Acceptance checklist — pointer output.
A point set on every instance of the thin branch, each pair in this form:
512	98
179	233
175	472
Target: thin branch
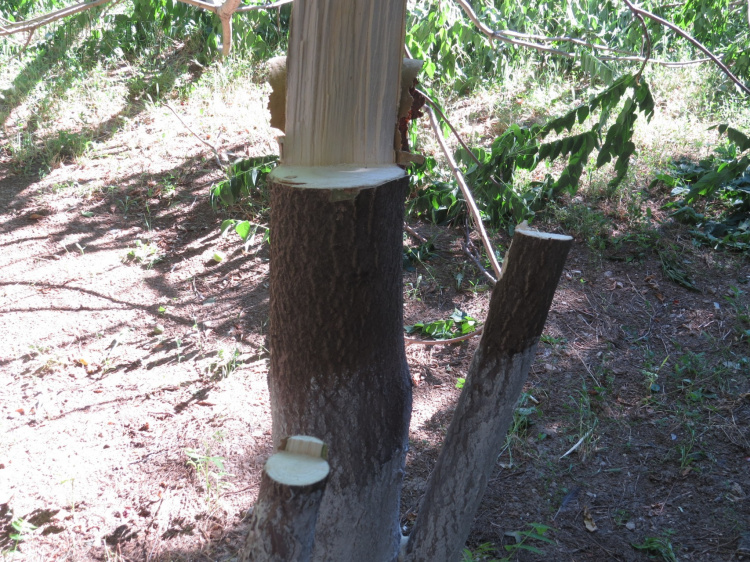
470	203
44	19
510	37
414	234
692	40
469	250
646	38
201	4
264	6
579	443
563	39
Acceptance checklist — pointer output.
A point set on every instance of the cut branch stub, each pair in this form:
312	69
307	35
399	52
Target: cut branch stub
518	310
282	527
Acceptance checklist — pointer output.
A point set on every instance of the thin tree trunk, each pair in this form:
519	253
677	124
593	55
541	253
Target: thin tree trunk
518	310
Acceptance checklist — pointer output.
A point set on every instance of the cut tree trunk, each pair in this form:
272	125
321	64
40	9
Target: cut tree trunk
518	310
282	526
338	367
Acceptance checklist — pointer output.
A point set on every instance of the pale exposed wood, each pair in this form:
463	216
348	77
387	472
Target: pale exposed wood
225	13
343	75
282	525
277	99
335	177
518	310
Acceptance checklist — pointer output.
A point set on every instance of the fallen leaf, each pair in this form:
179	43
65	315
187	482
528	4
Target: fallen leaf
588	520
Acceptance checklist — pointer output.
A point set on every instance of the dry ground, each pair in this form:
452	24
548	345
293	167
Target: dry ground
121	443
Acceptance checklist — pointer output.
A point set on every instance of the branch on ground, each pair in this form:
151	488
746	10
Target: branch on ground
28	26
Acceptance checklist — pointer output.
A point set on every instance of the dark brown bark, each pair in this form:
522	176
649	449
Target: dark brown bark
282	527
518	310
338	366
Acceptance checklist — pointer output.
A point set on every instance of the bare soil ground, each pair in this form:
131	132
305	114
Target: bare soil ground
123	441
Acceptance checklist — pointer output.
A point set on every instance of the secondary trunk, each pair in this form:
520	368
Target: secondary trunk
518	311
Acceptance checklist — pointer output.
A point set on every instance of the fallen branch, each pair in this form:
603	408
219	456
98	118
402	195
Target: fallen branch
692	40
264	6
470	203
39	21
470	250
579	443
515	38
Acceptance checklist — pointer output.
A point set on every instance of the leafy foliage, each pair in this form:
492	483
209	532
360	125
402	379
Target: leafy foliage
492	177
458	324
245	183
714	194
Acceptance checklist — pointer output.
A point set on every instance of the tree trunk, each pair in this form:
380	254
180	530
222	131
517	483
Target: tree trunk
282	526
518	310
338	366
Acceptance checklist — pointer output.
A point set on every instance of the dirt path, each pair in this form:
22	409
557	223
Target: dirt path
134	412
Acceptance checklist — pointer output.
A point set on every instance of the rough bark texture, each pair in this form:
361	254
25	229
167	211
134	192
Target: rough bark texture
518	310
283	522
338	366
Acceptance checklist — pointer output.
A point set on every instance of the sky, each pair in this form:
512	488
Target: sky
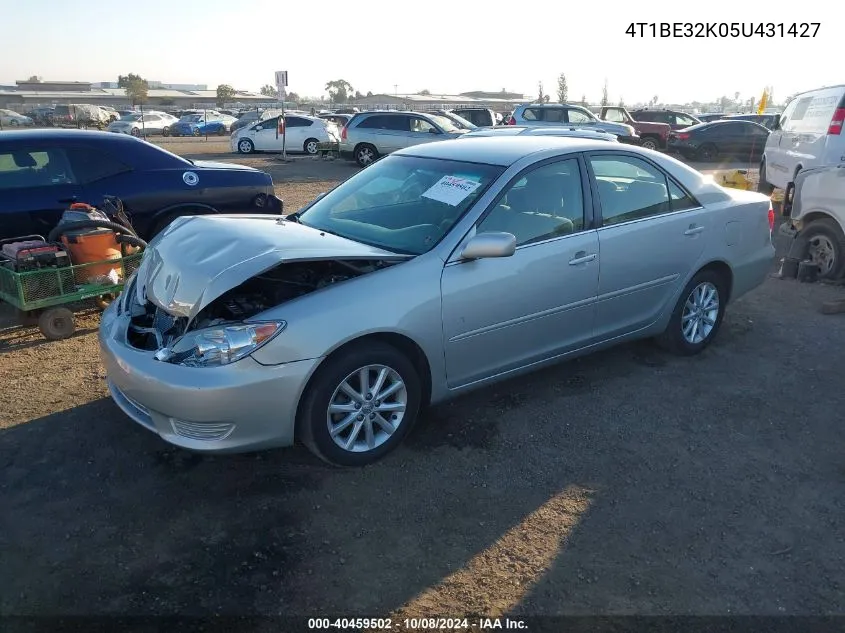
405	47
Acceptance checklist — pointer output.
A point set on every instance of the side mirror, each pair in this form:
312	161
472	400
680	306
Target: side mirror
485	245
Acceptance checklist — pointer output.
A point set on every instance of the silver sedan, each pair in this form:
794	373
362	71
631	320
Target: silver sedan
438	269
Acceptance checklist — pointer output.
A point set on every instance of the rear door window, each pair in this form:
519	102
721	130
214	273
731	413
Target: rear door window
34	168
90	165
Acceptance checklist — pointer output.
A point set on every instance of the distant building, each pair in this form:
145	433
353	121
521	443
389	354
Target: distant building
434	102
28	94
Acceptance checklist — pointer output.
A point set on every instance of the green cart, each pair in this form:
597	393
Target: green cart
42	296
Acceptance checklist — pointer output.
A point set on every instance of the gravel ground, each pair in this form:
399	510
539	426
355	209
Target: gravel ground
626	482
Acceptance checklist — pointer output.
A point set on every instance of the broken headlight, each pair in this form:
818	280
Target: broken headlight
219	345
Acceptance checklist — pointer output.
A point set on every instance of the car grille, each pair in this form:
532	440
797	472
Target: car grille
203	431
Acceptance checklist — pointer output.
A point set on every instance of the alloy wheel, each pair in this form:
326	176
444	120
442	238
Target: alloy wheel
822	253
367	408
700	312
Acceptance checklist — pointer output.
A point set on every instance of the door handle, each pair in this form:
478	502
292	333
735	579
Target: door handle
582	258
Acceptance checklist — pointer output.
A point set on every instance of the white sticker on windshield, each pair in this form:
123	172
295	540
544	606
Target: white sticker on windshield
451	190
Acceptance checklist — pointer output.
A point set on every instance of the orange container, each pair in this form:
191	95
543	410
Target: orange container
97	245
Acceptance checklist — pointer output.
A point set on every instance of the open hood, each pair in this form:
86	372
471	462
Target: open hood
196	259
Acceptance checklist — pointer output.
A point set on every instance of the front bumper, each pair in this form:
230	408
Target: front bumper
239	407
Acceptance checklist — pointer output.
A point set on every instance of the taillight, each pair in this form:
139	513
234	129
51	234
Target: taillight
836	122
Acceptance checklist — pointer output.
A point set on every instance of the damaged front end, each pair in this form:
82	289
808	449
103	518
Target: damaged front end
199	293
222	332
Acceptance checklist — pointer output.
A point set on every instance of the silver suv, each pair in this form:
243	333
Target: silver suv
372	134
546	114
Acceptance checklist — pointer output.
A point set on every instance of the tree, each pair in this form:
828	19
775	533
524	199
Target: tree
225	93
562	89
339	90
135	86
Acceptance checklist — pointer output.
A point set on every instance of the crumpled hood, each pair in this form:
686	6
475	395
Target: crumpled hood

----------------

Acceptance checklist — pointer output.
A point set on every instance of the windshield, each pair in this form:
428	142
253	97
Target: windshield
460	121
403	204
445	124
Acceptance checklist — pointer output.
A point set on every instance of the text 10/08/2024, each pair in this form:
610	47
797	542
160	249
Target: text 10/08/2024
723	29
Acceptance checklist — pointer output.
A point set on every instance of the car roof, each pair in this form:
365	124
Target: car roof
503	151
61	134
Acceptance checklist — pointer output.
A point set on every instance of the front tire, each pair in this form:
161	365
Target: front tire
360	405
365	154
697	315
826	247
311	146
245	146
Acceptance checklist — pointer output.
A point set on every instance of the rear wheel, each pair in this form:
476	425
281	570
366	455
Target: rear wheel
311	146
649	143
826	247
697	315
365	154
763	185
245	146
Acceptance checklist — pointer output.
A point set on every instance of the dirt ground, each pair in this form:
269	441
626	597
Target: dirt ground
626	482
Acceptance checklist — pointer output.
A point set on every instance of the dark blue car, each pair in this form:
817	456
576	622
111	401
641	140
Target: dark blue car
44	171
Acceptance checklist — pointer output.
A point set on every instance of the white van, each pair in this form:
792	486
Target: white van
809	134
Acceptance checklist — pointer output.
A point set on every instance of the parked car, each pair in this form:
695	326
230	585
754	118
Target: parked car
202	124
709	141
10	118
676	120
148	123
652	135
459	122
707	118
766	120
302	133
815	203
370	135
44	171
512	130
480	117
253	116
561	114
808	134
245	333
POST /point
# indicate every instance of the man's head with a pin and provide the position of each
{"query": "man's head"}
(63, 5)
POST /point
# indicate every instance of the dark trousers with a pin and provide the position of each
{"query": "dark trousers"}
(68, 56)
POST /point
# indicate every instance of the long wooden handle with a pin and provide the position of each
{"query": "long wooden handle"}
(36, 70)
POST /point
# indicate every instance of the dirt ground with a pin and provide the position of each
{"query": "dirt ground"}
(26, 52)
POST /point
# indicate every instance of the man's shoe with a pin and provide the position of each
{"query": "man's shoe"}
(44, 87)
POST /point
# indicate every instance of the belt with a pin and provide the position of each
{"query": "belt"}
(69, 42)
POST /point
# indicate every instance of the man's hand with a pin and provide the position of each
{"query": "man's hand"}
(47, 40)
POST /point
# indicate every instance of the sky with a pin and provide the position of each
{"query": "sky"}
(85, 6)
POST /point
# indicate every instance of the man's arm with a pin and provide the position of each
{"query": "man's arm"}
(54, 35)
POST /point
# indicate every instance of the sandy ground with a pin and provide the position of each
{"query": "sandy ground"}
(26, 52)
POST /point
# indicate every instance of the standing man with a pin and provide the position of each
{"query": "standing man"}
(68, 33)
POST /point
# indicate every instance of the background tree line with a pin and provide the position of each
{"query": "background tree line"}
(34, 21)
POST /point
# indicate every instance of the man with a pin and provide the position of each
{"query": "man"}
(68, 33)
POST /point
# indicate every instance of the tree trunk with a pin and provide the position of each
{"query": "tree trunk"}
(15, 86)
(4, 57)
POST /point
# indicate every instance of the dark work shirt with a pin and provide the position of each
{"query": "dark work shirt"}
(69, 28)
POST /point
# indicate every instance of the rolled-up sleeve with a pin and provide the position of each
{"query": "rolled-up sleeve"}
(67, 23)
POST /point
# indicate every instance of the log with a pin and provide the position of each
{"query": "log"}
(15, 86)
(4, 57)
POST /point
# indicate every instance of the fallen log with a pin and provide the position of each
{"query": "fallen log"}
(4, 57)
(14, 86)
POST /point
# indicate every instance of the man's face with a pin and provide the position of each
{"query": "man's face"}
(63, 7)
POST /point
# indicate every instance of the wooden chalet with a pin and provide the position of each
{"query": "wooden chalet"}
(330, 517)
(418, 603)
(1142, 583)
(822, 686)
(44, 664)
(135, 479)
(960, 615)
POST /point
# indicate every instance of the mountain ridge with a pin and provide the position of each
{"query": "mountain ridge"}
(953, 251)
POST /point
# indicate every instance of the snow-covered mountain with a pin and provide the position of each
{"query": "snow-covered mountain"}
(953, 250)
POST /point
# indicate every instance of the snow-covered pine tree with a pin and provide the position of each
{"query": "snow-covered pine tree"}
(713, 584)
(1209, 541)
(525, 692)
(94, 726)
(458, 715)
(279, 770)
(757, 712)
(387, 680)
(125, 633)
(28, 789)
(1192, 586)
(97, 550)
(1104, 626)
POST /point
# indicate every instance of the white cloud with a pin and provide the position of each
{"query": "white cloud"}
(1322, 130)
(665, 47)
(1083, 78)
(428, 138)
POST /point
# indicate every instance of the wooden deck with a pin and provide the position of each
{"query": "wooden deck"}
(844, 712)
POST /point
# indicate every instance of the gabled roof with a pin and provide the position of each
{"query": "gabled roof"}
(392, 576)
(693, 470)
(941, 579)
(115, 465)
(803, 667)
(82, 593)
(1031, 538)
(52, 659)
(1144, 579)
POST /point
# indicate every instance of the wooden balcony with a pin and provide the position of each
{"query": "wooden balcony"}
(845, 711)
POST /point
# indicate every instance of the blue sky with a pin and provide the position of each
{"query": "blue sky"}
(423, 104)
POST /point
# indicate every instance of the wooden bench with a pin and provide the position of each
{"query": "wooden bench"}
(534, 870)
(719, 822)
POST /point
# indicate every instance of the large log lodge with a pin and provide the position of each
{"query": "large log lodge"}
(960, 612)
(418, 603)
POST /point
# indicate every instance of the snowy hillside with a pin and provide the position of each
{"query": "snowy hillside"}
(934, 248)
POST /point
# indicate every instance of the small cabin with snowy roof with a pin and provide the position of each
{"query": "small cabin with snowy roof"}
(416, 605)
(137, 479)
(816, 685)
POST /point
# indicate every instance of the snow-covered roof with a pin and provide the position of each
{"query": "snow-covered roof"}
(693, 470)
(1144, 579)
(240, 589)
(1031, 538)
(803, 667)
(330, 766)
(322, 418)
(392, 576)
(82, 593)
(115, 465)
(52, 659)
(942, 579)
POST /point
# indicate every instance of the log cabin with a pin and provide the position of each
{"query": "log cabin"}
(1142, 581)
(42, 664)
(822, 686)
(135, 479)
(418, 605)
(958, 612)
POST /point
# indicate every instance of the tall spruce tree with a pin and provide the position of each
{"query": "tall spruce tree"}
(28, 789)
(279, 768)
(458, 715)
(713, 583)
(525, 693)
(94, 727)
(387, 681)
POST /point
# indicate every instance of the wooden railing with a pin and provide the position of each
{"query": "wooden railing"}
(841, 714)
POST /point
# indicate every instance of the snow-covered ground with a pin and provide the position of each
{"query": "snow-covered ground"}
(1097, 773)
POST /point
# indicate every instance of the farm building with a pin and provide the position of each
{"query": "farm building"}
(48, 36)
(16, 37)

----------------

* **Task details**
Collect every line above that contains the word "crumpled".

* **Finished exercise**
A point set on every instance of the crumpled hood, each pair in this form:
Target: crumpled hood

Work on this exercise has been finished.